*** Block opens ***

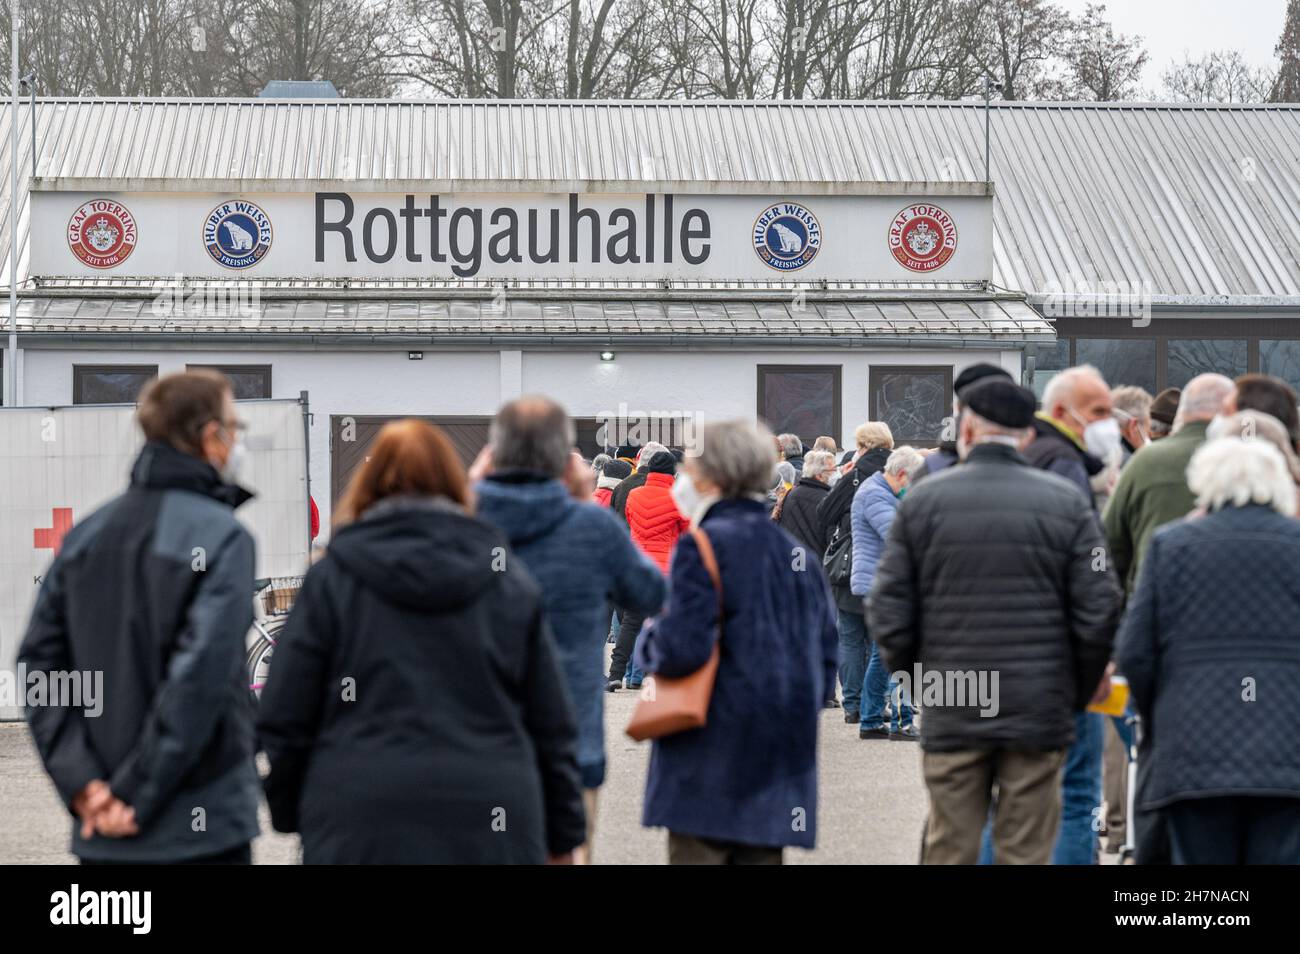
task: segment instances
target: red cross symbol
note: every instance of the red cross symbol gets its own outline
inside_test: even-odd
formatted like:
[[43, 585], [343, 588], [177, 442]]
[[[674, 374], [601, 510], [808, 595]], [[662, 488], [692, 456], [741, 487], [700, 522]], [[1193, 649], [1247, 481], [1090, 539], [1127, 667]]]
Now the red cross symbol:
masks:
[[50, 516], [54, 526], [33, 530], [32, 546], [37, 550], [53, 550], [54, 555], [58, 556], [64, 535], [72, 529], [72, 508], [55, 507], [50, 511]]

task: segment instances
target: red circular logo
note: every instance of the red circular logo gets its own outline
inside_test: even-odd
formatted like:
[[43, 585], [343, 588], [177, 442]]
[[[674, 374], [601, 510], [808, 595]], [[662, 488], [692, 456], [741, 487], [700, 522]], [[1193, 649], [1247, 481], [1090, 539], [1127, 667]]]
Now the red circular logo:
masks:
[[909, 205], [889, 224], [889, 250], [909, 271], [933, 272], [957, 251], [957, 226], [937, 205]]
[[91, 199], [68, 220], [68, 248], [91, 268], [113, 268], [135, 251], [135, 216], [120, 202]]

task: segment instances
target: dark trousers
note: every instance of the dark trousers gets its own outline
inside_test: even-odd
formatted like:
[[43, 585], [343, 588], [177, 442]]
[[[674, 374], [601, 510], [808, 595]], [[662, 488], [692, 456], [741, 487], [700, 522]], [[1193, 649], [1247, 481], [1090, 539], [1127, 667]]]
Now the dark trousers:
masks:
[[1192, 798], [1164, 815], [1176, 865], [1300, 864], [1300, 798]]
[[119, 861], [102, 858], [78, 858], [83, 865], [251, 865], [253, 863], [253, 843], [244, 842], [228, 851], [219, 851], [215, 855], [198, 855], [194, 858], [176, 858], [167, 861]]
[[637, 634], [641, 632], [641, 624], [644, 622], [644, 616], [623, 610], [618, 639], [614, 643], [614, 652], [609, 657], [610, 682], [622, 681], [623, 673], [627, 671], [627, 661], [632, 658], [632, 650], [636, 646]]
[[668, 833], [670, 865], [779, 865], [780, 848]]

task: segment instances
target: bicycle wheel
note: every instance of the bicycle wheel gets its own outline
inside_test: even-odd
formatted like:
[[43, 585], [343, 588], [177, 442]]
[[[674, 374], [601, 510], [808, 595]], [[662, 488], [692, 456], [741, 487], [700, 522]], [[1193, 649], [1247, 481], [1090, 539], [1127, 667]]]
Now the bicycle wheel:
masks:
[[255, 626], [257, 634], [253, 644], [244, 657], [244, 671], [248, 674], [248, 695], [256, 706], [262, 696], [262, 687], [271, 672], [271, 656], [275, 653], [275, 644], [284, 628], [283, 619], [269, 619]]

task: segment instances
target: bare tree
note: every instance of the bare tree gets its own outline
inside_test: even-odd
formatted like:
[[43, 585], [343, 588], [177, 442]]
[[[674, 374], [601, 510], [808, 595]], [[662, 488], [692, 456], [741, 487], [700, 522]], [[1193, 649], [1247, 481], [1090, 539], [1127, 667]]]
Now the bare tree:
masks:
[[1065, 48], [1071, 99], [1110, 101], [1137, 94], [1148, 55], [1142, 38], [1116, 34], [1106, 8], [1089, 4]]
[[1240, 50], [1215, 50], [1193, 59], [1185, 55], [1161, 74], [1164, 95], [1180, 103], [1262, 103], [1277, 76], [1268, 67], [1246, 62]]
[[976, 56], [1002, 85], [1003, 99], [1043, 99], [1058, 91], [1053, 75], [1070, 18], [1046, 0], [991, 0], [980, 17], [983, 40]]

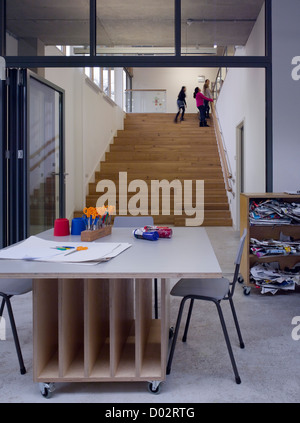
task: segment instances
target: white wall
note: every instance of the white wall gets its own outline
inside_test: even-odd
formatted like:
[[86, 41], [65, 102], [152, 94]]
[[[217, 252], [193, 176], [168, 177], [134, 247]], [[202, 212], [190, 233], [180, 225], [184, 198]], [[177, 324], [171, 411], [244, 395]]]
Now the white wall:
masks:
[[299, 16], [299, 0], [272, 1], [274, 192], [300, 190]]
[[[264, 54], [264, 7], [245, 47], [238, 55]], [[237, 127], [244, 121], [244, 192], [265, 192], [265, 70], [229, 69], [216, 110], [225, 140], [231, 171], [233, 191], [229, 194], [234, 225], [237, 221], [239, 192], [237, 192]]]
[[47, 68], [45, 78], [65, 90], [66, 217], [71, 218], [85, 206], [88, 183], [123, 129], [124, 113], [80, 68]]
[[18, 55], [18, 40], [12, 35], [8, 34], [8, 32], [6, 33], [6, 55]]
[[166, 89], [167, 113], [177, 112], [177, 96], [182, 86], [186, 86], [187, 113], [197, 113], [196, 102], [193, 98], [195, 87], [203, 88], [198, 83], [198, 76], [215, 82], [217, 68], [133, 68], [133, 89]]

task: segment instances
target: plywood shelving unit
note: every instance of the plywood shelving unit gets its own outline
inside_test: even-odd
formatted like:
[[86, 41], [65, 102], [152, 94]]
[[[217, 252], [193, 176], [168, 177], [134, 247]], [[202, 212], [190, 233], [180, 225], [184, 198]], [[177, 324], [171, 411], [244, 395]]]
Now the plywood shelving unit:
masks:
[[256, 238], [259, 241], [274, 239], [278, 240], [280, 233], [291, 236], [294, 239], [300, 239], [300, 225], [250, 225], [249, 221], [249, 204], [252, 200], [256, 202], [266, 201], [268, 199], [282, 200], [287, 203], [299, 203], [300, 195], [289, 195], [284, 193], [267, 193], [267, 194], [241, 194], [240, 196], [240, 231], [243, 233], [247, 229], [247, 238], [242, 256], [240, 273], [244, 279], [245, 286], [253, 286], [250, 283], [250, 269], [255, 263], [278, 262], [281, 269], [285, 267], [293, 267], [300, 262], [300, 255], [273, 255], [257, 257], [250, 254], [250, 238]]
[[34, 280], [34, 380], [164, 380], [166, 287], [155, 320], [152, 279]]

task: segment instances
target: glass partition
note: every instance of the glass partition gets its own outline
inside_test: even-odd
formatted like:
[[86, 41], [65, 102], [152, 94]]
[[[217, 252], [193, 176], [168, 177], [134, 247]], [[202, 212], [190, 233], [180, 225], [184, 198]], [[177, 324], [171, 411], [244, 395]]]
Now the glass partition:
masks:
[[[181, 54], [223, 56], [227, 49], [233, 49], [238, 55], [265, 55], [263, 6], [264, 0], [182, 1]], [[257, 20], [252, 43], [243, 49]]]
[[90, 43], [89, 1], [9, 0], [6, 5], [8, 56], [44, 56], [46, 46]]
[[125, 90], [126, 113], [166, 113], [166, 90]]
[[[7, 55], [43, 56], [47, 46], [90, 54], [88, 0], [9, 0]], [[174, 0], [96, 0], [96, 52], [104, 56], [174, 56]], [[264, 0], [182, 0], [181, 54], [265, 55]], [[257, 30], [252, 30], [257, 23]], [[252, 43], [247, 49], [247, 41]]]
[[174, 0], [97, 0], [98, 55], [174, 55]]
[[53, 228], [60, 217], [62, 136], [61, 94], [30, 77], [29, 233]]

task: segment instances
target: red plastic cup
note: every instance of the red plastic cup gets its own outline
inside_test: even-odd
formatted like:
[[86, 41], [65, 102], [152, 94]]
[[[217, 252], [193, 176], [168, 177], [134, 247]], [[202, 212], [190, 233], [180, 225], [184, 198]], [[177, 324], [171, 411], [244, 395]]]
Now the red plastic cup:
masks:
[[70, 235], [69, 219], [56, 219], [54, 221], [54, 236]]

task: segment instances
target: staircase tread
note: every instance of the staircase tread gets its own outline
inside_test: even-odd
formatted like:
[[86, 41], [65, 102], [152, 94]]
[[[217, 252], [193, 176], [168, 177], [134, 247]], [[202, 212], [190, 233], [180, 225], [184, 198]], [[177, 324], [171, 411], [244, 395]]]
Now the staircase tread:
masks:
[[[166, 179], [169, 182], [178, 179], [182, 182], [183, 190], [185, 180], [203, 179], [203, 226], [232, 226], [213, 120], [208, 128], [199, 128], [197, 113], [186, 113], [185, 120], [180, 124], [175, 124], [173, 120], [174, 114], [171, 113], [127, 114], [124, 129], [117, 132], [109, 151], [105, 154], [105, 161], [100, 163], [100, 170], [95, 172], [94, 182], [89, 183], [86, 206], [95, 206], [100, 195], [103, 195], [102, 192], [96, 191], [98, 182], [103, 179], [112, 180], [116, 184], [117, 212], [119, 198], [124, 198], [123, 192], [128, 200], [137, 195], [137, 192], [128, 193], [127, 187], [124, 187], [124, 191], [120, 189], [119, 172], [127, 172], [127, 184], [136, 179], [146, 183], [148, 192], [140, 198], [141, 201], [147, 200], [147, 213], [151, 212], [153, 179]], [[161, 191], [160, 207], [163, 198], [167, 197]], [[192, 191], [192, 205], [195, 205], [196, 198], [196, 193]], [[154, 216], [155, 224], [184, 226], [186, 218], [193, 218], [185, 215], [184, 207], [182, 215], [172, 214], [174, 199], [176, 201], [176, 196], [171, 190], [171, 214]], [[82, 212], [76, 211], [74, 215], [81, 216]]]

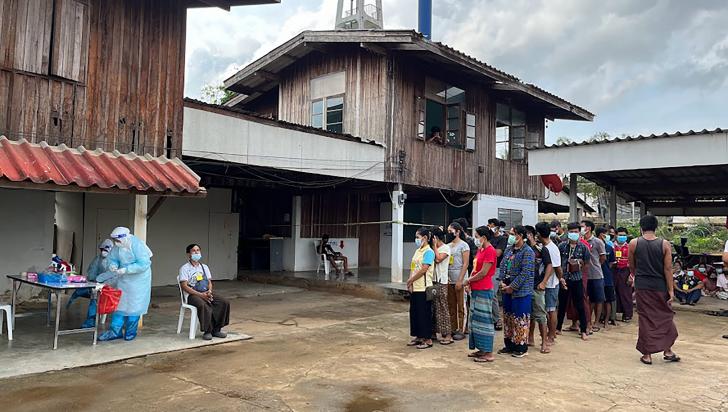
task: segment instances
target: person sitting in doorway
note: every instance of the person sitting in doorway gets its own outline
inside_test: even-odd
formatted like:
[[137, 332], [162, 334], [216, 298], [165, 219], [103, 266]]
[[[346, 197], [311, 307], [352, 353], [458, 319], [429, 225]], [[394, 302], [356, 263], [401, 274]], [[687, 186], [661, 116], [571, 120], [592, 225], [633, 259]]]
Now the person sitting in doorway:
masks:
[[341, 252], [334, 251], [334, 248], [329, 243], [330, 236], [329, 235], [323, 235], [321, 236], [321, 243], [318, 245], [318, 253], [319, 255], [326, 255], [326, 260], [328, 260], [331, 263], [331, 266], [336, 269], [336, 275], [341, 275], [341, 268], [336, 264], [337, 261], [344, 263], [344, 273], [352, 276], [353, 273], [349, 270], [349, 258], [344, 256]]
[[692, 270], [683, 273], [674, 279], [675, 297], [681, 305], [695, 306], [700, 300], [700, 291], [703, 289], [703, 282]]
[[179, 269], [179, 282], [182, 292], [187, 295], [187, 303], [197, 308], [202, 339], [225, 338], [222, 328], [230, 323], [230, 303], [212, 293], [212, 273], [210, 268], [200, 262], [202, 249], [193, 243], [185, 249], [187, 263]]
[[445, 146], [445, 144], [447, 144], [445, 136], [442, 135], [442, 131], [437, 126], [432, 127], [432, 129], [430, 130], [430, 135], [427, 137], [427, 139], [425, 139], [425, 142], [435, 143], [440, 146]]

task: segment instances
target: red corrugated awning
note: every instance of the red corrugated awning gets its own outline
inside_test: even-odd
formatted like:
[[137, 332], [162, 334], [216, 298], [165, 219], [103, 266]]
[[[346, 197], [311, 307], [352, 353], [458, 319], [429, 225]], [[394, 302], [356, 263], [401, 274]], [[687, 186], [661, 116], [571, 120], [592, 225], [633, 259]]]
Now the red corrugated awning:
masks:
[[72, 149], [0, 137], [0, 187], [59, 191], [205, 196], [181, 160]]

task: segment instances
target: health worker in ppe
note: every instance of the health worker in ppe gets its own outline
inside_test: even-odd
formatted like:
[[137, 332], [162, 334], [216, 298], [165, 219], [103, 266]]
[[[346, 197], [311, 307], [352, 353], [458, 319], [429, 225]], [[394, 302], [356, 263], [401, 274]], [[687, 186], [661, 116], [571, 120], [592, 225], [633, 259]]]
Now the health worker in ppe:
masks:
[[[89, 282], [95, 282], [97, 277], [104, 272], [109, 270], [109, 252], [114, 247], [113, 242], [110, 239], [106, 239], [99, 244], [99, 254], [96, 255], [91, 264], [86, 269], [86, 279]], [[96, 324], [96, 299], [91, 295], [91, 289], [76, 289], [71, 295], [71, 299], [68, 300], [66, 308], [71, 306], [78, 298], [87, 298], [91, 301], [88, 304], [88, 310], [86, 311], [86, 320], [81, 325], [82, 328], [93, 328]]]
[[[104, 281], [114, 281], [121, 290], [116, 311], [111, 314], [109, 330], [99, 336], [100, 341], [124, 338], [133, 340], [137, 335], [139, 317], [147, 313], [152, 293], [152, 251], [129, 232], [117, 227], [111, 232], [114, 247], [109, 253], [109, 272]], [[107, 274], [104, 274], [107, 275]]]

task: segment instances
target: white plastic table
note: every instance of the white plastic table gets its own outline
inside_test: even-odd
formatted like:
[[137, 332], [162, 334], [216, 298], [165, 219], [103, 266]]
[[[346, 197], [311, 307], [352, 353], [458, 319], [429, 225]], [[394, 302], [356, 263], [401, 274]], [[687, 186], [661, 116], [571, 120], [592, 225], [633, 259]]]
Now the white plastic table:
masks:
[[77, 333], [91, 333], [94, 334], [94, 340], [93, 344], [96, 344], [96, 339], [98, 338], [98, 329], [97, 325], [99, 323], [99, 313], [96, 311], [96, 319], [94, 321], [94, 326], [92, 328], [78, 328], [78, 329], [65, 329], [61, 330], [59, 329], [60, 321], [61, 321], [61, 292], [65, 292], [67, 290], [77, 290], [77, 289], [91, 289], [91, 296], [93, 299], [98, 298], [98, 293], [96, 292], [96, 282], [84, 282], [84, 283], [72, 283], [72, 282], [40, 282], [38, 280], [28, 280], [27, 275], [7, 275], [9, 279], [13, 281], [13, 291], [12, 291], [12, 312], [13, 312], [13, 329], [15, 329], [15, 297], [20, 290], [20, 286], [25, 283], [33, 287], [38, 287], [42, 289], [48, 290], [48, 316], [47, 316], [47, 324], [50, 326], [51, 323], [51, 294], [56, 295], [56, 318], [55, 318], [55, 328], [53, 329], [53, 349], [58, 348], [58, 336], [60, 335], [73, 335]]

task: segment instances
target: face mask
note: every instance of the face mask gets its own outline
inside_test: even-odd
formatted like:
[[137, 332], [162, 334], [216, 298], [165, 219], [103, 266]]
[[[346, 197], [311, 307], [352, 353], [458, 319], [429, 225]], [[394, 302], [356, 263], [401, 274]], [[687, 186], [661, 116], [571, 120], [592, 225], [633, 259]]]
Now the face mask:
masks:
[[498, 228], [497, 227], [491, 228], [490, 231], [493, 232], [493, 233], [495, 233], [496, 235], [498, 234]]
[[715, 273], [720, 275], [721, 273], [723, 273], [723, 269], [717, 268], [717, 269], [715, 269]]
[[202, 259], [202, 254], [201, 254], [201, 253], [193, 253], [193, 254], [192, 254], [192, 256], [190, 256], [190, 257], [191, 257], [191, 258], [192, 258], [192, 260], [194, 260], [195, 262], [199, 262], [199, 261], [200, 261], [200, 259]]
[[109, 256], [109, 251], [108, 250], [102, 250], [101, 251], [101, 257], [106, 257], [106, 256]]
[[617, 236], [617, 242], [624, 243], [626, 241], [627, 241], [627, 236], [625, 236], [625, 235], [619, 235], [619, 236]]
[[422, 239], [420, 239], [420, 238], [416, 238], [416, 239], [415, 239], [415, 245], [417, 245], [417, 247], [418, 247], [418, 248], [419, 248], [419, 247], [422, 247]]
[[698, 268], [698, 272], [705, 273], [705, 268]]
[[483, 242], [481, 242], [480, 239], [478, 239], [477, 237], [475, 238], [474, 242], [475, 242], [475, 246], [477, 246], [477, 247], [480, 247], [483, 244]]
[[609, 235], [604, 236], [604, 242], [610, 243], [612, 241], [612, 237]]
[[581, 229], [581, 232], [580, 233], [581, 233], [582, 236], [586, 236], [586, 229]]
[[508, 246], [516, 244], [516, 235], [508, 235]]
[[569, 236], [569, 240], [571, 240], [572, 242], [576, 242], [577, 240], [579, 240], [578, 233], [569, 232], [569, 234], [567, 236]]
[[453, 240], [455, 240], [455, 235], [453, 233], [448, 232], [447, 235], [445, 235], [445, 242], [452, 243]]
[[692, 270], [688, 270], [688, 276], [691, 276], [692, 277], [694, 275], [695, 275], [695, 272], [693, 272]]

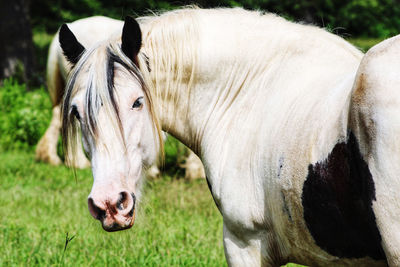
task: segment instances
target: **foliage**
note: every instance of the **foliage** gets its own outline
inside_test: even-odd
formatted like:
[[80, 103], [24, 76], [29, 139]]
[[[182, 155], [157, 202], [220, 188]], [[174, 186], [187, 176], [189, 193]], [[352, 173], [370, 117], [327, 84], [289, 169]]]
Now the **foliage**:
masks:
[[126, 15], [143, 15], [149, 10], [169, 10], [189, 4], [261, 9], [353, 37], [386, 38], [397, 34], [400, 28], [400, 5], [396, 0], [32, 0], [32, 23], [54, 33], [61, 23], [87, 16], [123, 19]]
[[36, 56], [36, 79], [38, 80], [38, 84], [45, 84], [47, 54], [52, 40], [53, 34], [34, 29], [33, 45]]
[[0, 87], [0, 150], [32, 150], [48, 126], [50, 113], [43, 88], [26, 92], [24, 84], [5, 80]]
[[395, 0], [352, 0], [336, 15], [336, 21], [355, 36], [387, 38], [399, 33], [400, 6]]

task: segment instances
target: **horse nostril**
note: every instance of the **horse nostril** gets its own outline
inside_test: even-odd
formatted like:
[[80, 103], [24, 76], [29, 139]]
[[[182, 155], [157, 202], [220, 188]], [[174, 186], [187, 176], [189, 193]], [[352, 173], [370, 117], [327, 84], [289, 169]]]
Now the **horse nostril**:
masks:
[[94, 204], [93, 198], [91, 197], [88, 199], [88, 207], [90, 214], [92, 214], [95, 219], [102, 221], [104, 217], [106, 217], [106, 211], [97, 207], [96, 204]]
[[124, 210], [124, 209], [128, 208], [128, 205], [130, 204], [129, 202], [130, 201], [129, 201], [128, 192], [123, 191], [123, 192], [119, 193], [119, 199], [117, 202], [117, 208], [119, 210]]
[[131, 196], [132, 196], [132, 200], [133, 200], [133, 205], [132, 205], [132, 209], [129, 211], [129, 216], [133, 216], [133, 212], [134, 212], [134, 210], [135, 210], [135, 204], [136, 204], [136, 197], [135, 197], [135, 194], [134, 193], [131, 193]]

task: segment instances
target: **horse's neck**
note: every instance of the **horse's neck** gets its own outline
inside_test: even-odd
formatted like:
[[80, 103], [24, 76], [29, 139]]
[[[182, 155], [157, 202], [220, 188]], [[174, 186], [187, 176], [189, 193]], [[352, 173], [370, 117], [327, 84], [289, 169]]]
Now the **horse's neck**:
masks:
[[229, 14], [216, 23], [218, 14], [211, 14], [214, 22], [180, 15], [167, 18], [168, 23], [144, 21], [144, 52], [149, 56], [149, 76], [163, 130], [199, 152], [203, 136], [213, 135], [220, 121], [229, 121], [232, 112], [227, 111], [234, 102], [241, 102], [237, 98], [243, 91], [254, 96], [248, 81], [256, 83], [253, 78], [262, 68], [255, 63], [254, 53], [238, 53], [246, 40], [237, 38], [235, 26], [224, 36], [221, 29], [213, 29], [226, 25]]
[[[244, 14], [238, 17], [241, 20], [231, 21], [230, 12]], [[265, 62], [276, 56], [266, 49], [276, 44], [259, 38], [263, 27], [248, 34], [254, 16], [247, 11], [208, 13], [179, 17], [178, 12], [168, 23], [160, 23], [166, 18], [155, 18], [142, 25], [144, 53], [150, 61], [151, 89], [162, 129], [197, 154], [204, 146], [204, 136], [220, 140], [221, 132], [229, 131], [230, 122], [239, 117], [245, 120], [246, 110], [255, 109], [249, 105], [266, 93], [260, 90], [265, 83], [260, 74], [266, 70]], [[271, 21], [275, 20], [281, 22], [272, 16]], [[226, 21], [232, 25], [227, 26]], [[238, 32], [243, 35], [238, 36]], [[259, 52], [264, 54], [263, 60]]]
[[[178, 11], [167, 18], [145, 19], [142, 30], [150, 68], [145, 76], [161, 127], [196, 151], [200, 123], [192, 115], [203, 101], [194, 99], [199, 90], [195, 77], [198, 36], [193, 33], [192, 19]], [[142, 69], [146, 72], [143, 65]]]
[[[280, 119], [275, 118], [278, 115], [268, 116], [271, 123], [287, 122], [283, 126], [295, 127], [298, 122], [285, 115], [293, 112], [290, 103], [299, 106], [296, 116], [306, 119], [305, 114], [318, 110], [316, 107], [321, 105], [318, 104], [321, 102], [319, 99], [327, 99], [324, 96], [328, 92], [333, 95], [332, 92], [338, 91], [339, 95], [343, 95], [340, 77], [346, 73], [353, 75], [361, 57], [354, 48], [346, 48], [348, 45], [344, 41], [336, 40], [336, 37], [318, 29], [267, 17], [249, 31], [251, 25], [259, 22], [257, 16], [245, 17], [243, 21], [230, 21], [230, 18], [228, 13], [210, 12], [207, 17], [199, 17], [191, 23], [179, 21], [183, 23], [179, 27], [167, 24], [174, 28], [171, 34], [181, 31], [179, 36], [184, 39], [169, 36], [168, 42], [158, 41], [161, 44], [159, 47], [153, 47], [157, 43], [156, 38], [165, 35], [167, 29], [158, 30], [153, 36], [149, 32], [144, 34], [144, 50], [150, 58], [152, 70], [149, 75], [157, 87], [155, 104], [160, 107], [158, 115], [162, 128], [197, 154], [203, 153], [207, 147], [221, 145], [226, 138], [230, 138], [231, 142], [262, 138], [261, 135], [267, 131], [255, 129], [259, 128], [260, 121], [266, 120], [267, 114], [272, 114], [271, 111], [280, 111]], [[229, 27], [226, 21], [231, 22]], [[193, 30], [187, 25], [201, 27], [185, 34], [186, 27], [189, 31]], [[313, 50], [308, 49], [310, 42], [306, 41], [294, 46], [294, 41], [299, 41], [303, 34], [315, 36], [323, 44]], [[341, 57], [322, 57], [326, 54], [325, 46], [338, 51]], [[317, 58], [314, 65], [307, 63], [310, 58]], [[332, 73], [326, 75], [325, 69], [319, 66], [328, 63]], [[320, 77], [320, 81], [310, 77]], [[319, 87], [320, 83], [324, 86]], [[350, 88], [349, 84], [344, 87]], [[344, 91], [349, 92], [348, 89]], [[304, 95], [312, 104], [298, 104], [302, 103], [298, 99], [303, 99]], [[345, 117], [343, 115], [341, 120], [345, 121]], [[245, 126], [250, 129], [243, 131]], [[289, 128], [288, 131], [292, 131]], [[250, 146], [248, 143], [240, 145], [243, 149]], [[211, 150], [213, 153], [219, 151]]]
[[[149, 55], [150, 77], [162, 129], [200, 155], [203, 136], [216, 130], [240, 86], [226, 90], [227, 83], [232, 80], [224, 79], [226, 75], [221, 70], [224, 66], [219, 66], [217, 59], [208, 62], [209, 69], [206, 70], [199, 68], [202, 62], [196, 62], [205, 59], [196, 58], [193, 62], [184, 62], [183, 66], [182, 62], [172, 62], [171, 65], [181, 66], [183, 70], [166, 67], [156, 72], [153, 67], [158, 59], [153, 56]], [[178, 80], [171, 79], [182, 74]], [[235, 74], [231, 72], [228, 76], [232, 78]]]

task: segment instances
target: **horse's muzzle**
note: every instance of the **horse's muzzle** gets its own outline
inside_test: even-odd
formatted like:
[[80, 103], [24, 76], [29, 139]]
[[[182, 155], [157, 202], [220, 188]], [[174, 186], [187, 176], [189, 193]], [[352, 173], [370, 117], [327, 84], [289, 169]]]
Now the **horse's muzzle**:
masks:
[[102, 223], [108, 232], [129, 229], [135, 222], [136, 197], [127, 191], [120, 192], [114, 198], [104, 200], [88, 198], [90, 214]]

*** Block closes ***

▶ _Task to carry out_
Starting from the first line of the entries above, print each line exactly until the line containing "Now the red circular" has been printed, and skip the pictures.

▶ _Expected answer_
task: segment instances
target: red cross symbol
note: every instance of the red cross symbol gets its own outline
inside_test: even-odd
formatted like:
[[43, 585], [343, 588], [177, 442]]
[[[674, 374], [601, 510], [808, 595]], [[662, 488], [692, 456], [741, 487], [700, 522]], [[1193, 649], [1247, 481], [1090, 539], [1127, 667]]]
Now the red cross symbol:
masks:
[[50, 516], [54, 526], [33, 530], [32, 546], [37, 550], [53, 550], [54, 555], [58, 556], [64, 535], [72, 529], [72, 508], [55, 507], [50, 511]]

task: segment instances
target: red circular logo
note: every instance of the red circular logo gets its own outline
inside_test: even-odd
formatted like:
[[43, 585], [343, 588], [177, 442]]
[[[674, 374], [601, 510], [808, 595]], [[662, 488], [692, 456], [741, 487], [700, 522]], [[1193, 649], [1247, 481], [1090, 539], [1127, 667]]]
Now the red circular logo:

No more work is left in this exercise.